- **ACTIVITÉS**
1/ D'après le texte sur la force majeure et la pandémie de COVID-19, quelle théorie n'est pas admise en droit québécois ?
2/ Poursuivez le texte sur la force majeure et la pandémie de COVID-19 à partir de sa dernière phrase.

- **TEXTE SOURCE**
○ ○ ○ ○ ○ ○ ○
Ensuite, la pandémie de la COVID-19 constituera une force majeure si elle a rendu l’exécution du contrat absolument impossible. Il ne suffit pas démontrer que l’exécution du contrat est devenue beaucoup plus difficile ou plus onéreuse. S’il demeure possible, quoique beaucoup plus difficile pour la partie d’exécuter le contrat, elle ne pourra pas échapper à sa responsabilité civile au motif de force majeure.
En effet, la survenance d’un changement de circonstances imprévu ayant pour effet de rendre l’exécution du contrat plus onéreuse, mais non impossible, ne relève pas de la force majeure, mais plutôt de la théorie de l’imprévision. Or, rappelons que cette théorie n’est pas admise en droit québécois1.
En somme, seule une analyse des circonstances particulières de chaque cas permettra de déterminer si la pandémie de la COVID-19 ou les mesures prises par le gouvernement pour la contenir constituent un cas de force majeure qui libère les parties de leurs obligations contractuelles.
Dans tous les cas, une lecture du contrat s’impose puisque celui-ci peut prévoir des dispositions applicables en cas de force majeure.
○ ○ ○ ○ ○ ○ ○
- **DONNÉES FOURNIES**
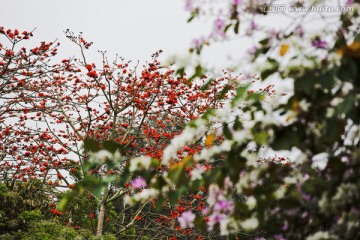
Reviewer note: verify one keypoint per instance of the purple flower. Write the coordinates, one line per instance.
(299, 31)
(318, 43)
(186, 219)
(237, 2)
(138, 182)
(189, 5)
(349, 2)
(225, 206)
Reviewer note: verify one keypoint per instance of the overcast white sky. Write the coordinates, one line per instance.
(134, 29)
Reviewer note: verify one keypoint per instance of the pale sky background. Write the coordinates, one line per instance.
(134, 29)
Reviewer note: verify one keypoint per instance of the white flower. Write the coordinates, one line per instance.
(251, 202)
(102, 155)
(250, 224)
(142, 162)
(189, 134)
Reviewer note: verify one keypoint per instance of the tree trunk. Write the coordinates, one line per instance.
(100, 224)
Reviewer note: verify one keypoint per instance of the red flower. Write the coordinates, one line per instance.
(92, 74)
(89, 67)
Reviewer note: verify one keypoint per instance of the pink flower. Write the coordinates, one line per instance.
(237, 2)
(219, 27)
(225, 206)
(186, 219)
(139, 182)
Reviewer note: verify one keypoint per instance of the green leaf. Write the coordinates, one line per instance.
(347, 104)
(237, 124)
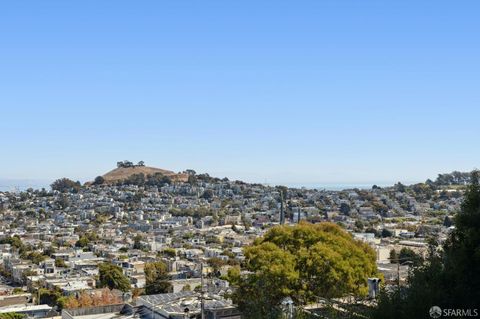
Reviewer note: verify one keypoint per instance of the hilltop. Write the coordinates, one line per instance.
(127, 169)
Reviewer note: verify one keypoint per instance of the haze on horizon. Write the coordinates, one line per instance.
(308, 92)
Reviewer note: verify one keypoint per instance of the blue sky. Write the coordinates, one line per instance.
○ ○ ○ ○ ○ ○ ○
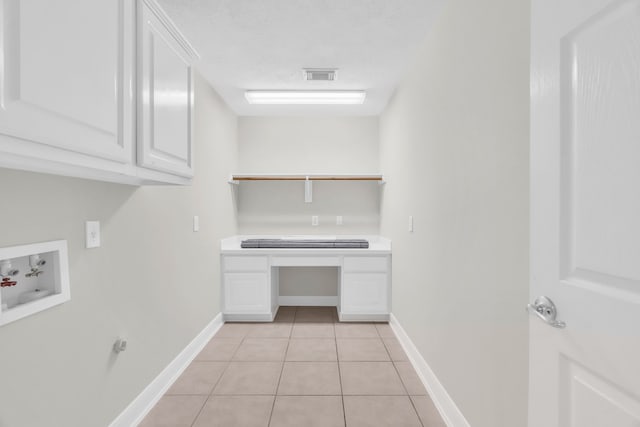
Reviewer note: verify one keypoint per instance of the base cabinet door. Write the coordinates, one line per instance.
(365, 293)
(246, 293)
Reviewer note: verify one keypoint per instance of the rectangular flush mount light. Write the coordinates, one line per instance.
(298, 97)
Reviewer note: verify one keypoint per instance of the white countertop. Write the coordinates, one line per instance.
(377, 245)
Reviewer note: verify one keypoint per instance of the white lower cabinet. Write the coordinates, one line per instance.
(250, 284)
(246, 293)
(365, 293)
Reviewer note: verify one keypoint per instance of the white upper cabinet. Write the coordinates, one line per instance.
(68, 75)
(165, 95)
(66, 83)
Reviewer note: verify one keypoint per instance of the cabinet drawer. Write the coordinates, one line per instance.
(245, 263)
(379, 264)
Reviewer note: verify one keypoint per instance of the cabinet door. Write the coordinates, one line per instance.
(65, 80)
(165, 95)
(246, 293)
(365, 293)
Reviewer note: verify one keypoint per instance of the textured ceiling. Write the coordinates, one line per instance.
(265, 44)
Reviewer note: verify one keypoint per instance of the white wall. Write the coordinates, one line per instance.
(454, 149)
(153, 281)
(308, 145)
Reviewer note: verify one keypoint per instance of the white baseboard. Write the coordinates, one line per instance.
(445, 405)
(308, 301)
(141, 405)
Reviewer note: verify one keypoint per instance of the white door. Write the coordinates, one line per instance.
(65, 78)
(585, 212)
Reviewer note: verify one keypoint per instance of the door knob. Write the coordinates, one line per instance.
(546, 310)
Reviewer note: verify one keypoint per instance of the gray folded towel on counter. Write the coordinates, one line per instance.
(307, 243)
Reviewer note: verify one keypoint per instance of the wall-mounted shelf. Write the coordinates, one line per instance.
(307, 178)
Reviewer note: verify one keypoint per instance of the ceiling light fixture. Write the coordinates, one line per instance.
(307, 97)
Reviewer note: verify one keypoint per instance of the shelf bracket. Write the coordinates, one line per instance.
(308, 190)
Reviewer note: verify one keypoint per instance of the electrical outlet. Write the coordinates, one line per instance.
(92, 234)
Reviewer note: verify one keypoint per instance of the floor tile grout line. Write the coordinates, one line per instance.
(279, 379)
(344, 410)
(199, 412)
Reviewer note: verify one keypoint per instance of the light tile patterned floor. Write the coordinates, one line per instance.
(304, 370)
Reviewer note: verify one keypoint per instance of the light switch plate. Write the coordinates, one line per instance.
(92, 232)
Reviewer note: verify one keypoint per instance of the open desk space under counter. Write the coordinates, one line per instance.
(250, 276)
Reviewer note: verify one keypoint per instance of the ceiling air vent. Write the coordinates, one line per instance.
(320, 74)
○ ○ ○ ○ ○ ○ ○
- **LISTE DES RÉPONSES**
1/ La théorie de l'imprévision.

2/
La clause de force majeure
Les parties à un contrat peuvent définir quels événements constitueront, ou non, un cas de force majeure et/ou quelles seront les conséquences de la force majeure sur leurs responsabilités respectives. Les clauses de ce type portent le vocable de « clauses de force majeure ».
Ces clauses comportent généralement une énumération (limitative ou non) des événements qui constitueront (ou non) des cas de force majeure (conflits de travail, guerres, attentats terroristes, épidémies, etc.). Ces clauses peuvent étendre ou restreindre la notion de force majeure, telle que définie en droit civil.
Les clauses de force majeure peuvent aussi modifier les effets d’un événement de force majeure (qu’il s’agisse d’un terme défini ou non) sur leur responsabilité respective. Par exemple, les parties peuvent convenir qu’une partie sera tenue d’indemniser l’autre pour toute inexécution de ses obligations, même celle qui résulte d’une force majeure. Ou encore, elles peuvent avoir convenu que la force majeure ne libère pas la partie de ses obligations, mais qu’elle en suspend l’exigibilité.
Notons en outre que les clauses de force majeure prévoient souvent une procédure d’avis qui doit être suivie afin de permettre au débiteur d’en invoquer le bénéfice.
Une analyse de chaque contrat s’impose afin de déterminer s’il permet à une partie de soutenir que la pandémie de la COVID-19 constitue un événement de force majeure qui a pour effet de la libérer de ses obligations.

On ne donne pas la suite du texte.